------ DATA

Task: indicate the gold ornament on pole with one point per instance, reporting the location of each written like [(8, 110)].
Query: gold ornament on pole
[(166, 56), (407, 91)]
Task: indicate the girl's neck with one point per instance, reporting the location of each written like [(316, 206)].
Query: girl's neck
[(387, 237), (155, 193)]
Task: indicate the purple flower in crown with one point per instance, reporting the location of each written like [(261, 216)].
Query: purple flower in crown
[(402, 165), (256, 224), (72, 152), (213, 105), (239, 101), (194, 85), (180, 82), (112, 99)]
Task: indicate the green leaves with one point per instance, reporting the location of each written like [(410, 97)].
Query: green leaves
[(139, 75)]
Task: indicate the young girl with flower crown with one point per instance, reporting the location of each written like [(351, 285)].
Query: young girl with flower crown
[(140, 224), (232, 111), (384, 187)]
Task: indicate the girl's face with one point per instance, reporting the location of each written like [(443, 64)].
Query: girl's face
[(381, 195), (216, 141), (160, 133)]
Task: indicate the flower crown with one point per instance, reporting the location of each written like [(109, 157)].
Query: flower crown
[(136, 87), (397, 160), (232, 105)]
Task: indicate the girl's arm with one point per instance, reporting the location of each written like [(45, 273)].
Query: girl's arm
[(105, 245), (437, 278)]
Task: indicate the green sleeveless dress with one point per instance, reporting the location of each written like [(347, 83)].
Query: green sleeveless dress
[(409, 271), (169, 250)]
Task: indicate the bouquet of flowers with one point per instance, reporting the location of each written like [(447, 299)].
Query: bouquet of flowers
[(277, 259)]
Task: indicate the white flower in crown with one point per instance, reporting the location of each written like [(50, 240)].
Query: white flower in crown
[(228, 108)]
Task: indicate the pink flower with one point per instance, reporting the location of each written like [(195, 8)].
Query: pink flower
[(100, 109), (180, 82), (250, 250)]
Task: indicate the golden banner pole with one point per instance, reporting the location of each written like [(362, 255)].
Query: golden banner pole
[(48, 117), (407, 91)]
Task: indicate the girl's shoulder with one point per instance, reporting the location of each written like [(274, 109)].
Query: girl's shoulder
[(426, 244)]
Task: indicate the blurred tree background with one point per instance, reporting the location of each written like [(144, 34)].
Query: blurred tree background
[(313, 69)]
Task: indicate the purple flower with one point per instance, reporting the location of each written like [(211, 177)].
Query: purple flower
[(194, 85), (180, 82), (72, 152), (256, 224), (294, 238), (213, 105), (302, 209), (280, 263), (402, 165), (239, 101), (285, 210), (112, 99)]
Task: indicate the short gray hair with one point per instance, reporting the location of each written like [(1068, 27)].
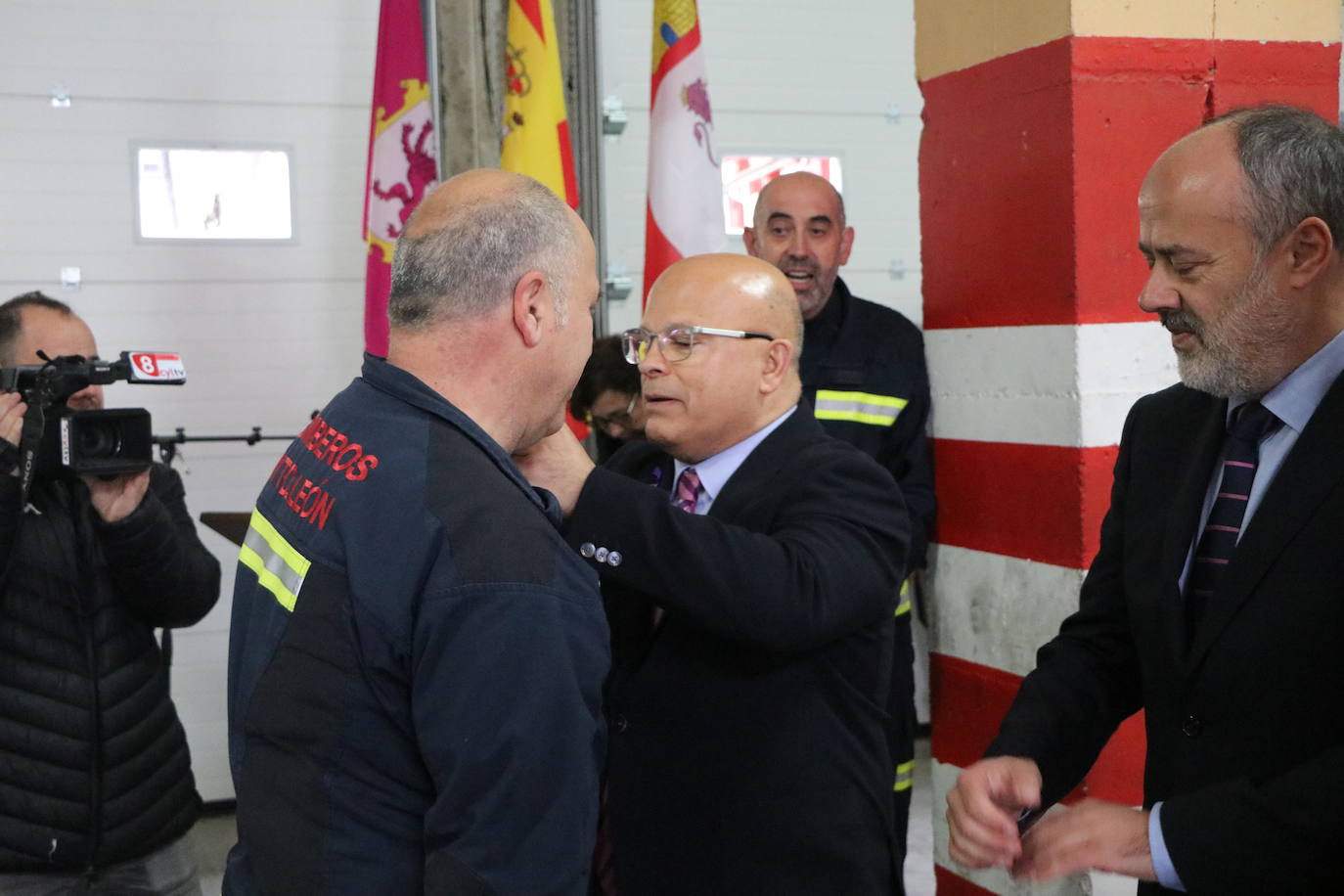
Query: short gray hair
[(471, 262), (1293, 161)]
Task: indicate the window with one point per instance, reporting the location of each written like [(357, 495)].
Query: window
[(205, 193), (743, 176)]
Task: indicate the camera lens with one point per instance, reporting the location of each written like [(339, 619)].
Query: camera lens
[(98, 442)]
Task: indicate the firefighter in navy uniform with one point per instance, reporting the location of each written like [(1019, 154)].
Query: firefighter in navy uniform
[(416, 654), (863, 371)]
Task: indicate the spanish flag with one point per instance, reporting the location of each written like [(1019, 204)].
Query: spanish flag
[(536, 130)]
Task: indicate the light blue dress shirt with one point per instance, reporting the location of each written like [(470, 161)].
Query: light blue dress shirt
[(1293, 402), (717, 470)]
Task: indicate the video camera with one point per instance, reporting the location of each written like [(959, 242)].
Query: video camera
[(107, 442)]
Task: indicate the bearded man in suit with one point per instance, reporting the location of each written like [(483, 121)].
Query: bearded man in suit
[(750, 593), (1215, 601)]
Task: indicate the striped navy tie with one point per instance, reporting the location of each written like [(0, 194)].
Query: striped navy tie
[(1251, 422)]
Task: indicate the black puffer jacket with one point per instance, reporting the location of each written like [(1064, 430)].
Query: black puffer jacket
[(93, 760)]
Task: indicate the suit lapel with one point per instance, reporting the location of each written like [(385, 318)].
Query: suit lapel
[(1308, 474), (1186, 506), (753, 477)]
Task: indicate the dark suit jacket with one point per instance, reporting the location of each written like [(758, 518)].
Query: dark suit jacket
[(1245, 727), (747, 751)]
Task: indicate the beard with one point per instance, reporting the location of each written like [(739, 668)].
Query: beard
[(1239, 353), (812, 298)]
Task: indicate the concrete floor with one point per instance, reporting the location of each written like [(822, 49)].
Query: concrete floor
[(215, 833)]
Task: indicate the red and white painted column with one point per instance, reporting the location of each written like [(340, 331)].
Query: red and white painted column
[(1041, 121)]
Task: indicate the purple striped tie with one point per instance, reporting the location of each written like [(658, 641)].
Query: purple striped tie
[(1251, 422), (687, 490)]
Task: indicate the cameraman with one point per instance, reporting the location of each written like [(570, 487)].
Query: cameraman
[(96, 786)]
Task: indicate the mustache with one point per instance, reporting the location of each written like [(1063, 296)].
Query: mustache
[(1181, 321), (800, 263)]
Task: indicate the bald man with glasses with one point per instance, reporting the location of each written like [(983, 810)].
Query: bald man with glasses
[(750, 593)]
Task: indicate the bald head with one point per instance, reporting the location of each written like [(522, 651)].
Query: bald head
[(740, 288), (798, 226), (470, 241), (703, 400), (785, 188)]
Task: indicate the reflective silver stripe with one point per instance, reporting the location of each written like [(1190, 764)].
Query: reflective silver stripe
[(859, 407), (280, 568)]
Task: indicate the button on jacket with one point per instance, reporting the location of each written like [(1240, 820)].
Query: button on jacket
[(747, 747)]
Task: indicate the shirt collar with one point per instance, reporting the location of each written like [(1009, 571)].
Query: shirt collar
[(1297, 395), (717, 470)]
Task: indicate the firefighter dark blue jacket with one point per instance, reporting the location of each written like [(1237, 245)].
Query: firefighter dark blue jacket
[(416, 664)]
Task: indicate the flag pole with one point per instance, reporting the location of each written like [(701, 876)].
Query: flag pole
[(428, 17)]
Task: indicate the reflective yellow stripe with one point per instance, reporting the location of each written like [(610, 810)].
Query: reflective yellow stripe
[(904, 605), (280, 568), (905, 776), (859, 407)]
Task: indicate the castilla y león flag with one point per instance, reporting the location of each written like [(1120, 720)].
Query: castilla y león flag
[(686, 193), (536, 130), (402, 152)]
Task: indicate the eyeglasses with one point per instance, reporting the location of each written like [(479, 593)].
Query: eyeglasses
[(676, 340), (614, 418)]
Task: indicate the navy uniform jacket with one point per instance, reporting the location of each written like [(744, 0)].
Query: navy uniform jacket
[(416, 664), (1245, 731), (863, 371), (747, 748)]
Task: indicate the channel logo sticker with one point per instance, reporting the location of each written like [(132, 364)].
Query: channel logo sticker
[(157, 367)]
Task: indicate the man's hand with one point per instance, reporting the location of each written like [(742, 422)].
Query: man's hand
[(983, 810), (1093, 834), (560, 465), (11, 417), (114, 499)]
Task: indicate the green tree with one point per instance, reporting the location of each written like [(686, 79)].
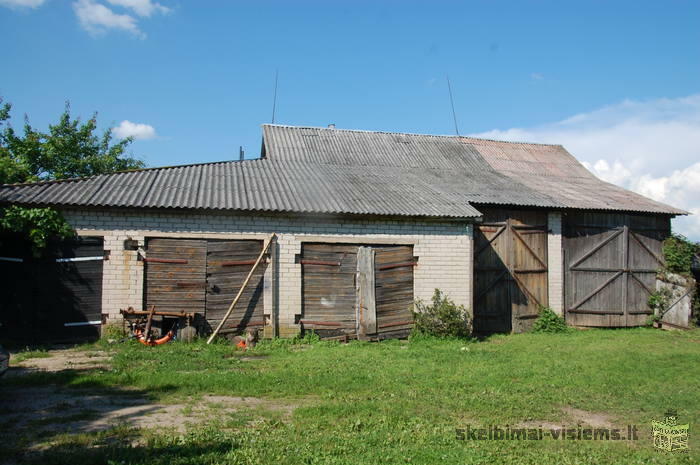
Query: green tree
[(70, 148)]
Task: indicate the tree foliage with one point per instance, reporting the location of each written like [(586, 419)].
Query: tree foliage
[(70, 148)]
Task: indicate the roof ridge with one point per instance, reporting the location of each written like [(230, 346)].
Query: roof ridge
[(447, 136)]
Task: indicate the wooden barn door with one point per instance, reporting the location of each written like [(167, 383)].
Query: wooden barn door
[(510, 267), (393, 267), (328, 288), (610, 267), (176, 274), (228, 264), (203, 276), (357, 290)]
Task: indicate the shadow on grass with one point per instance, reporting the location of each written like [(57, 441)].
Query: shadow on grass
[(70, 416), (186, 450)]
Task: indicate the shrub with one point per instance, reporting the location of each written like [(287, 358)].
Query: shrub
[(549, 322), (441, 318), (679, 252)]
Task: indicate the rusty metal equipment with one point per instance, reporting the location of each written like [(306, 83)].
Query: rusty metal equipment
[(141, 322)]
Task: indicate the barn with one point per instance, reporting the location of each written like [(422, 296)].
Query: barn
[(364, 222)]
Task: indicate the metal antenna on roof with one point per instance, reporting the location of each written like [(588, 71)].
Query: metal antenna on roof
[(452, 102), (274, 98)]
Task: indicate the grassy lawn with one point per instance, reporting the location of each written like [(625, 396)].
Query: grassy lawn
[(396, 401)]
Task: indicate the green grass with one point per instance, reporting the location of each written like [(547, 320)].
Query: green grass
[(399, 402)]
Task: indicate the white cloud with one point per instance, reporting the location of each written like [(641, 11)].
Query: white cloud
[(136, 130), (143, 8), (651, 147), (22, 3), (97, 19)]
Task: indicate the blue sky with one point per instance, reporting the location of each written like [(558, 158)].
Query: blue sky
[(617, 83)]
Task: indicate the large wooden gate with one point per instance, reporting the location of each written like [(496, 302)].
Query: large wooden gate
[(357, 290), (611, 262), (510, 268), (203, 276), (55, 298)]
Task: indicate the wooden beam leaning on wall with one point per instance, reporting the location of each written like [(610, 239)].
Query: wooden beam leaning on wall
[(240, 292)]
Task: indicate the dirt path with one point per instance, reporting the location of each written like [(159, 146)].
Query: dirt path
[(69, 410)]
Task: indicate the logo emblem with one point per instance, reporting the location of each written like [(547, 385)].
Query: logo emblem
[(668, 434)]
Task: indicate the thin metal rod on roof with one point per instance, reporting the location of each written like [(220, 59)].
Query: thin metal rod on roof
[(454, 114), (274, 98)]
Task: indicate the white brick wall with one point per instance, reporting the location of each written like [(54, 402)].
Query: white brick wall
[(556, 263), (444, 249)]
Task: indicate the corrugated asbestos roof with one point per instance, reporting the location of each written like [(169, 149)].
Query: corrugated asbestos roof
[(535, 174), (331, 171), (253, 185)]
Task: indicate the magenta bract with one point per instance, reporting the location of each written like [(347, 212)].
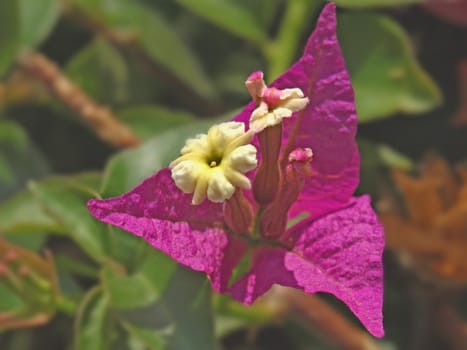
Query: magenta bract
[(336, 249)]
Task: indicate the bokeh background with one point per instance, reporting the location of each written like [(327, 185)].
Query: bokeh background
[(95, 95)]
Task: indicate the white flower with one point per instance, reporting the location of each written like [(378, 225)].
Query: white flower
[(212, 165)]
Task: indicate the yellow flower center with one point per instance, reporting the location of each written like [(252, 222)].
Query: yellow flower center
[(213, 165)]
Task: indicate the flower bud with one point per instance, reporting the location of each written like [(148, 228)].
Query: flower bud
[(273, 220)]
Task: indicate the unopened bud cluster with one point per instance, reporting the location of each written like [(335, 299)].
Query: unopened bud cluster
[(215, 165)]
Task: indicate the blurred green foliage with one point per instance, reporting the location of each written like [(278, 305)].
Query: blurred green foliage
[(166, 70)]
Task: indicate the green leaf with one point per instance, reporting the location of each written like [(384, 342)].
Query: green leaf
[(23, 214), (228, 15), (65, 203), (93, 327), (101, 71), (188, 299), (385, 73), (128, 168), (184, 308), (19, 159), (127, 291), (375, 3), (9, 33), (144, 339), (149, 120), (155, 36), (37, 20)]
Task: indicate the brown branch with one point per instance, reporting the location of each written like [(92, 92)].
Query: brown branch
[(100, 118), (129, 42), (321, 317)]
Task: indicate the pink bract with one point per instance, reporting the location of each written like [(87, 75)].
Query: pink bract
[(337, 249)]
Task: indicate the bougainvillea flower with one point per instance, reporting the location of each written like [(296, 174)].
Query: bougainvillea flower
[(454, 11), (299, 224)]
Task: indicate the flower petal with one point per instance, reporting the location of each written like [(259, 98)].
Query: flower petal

------------

In the records above, the line with "Task: indicate the castilla" marks the start and the line with "Task: indicate the eyeglasses" marks the end; copy that stretch exactly, both lines included, and nothing else.

SOLUTION FOR THIS EXERCISE –
Task: indicate the castilla y león flag with one point per instance, reporting the location of each written like [(1120, 720)].
Query: castilla y león flag
[(686, 193), (536, 130), (402, 152)]
Task: indicate the eyeglasses with one point per instance, reporting the location of each written like [(479, 593)].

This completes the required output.